§ **Aim of the task**
Rewrite as a numbered list the lines beginning with the line that contains "Target: large rock" and continuing through the line that contains "(1024, 335)", leaving out any blank lines.

### Supplied information ###

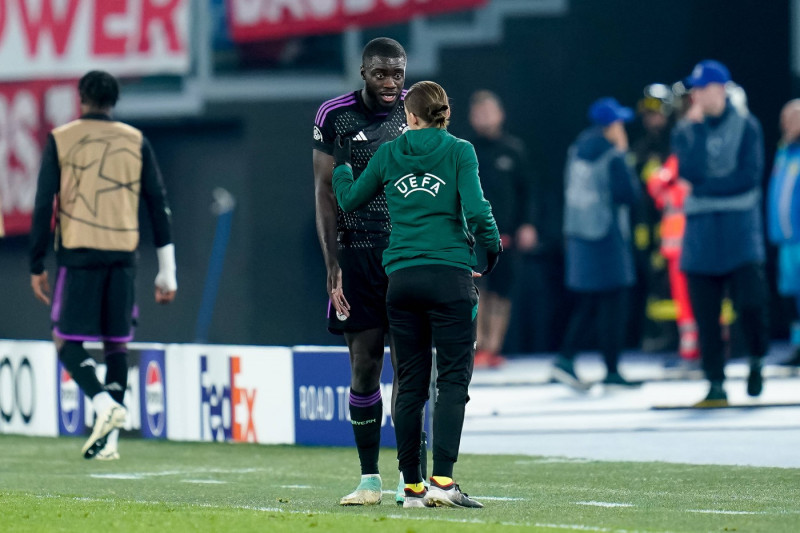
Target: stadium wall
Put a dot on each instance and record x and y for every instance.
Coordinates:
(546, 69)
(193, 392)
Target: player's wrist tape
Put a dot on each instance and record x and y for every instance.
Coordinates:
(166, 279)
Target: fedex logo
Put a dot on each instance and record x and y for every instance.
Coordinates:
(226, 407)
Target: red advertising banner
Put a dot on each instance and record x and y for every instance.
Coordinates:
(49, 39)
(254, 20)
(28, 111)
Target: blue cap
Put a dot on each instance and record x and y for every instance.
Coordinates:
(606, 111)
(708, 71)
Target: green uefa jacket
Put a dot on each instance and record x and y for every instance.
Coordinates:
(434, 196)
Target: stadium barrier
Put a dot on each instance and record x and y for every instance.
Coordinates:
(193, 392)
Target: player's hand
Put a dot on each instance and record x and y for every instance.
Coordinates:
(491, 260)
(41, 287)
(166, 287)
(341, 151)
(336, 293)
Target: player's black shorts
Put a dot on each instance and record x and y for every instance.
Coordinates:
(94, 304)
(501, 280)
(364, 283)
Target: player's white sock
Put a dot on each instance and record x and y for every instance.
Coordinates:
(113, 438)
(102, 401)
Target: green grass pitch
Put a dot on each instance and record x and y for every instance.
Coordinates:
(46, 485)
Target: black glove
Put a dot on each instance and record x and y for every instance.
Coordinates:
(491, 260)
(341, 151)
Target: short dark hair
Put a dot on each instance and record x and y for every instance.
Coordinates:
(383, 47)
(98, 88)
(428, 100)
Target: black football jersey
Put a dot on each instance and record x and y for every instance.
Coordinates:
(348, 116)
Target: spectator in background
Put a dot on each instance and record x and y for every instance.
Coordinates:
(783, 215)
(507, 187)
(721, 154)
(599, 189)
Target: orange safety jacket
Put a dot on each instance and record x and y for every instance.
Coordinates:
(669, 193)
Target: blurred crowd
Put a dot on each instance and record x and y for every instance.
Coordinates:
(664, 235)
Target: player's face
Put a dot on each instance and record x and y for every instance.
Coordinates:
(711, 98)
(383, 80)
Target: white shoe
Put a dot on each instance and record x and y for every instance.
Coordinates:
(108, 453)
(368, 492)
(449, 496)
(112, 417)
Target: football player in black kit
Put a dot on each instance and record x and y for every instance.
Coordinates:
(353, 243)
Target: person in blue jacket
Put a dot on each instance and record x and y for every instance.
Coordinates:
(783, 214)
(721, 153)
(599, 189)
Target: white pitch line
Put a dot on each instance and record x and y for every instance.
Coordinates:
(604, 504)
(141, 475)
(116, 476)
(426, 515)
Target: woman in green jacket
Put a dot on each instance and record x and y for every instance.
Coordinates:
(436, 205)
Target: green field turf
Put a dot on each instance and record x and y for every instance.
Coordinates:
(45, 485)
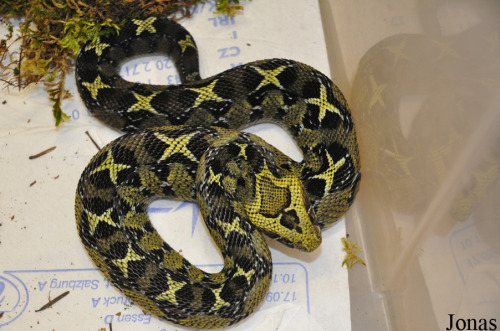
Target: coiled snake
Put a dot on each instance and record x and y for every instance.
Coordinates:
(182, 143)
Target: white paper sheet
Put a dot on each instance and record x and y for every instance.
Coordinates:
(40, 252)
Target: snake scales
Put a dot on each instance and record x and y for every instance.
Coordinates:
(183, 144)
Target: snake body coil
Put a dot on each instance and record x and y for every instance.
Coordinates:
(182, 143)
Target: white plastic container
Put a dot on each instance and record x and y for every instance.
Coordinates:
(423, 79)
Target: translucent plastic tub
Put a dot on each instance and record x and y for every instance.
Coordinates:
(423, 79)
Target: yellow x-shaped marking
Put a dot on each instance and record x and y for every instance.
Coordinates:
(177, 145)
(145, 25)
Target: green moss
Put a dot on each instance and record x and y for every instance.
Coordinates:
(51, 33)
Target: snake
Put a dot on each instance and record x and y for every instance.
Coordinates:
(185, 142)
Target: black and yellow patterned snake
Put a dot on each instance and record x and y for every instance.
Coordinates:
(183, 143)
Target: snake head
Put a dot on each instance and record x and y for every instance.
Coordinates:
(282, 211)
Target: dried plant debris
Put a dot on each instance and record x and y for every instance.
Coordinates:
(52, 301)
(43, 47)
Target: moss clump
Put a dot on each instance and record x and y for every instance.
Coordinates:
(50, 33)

###
### Supplied information ###

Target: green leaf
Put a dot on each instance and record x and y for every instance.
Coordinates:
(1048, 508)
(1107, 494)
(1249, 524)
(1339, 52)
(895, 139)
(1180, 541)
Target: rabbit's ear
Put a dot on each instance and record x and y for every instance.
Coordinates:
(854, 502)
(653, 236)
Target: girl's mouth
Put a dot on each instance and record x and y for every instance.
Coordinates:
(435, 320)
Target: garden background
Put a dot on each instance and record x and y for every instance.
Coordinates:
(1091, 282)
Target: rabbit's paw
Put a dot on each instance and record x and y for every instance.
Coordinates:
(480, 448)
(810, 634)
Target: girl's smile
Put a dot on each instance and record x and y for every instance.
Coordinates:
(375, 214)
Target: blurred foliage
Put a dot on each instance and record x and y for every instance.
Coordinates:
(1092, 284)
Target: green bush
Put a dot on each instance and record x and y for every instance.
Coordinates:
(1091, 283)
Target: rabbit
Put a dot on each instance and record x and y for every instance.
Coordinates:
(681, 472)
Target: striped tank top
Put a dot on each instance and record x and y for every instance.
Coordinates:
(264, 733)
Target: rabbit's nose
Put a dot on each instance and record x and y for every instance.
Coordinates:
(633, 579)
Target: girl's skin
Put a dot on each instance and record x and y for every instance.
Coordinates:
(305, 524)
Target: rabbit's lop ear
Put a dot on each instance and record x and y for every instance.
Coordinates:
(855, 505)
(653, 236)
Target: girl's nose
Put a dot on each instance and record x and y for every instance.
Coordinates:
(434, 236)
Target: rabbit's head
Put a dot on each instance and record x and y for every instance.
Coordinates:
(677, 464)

###
### Supplied information ###

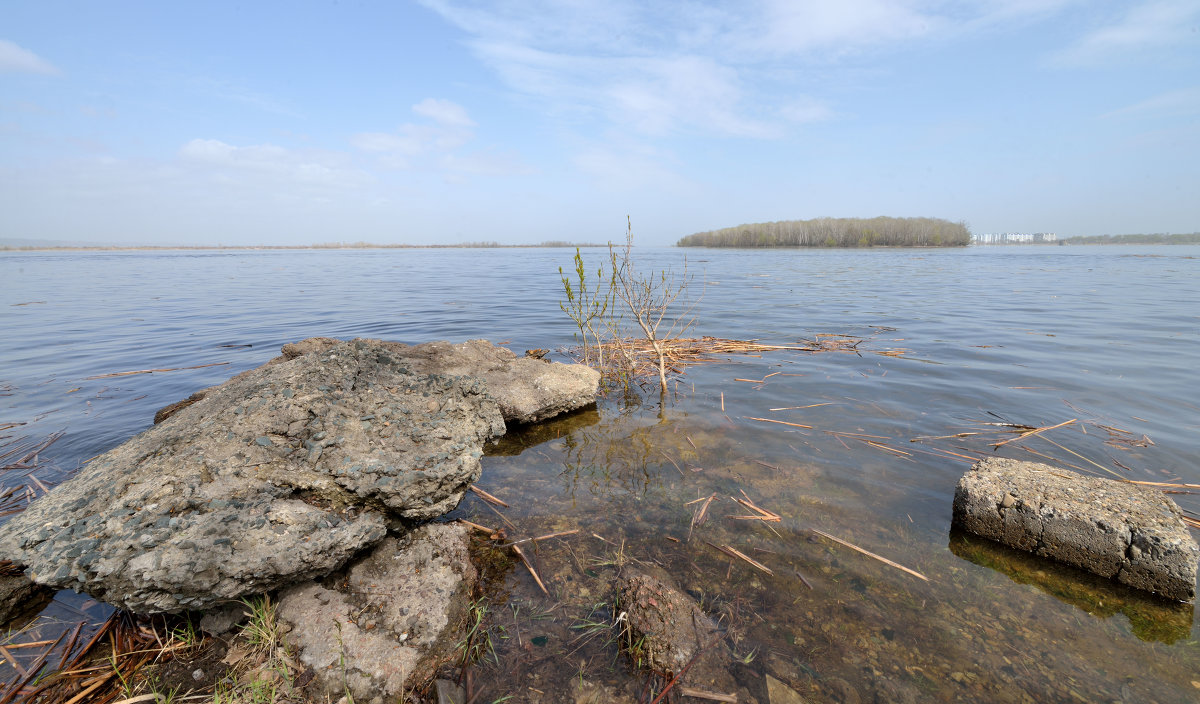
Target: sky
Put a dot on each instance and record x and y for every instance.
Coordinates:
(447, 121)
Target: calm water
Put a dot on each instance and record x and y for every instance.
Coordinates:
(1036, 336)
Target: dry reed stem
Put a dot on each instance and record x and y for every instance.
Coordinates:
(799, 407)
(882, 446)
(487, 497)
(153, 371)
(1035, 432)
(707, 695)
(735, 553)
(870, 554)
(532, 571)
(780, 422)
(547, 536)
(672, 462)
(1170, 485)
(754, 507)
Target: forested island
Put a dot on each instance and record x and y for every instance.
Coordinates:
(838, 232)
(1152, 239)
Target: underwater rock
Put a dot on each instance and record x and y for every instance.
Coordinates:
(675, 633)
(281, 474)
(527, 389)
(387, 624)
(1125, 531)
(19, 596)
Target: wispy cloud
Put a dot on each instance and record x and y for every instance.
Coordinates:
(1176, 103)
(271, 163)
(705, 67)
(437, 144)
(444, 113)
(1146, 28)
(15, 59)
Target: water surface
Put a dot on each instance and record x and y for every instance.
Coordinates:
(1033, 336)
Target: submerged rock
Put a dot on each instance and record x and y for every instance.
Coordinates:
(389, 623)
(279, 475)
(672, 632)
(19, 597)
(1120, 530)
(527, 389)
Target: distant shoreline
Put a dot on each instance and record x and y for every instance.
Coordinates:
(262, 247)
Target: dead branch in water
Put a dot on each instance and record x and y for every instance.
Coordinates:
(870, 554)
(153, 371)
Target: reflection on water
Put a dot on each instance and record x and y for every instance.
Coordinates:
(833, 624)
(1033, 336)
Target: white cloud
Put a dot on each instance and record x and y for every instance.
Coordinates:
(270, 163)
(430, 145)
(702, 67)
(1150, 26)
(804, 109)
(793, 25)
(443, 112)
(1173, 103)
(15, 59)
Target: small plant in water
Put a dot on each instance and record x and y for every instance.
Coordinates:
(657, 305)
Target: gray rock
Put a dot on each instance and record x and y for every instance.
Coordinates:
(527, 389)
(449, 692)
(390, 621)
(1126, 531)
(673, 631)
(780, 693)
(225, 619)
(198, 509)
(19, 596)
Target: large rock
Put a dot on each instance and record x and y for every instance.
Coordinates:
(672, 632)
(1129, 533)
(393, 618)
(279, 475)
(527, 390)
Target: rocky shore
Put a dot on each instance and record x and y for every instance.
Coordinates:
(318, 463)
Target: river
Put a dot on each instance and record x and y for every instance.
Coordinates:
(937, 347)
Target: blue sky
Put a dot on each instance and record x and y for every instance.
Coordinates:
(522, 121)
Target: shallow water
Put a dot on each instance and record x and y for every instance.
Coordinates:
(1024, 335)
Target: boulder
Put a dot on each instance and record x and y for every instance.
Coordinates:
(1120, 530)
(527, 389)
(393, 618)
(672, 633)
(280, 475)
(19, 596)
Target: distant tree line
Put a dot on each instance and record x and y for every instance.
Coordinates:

###

§ **Response to the exercise**
1. Target: large rock
2. Put a dot on each instance and record x and y for every instance.
3. Coordinates:
4. (672, 632)
5. (1129, 533)
6. (393, 618)
7. (279, 475)
8. (527, 390)
9. Target: rocky shore
10. Put a dot on each instance and record x and y for every instance.
11. Coordinates:
12. (318, 463)
13. Target: river
14. Put a dot on each instance and record x and y for every instance.
15. Coordinates:
16. (937, 347)
17. Target: blue sky
18. Put a dot on each instance and record x and y for every instance.
19. Coordinates:
20. (522, 121)
21. Target: shallow water
22. Put a dot on each instance and record x and y for every instance.
23. Coordinates:
24. (1024, 335)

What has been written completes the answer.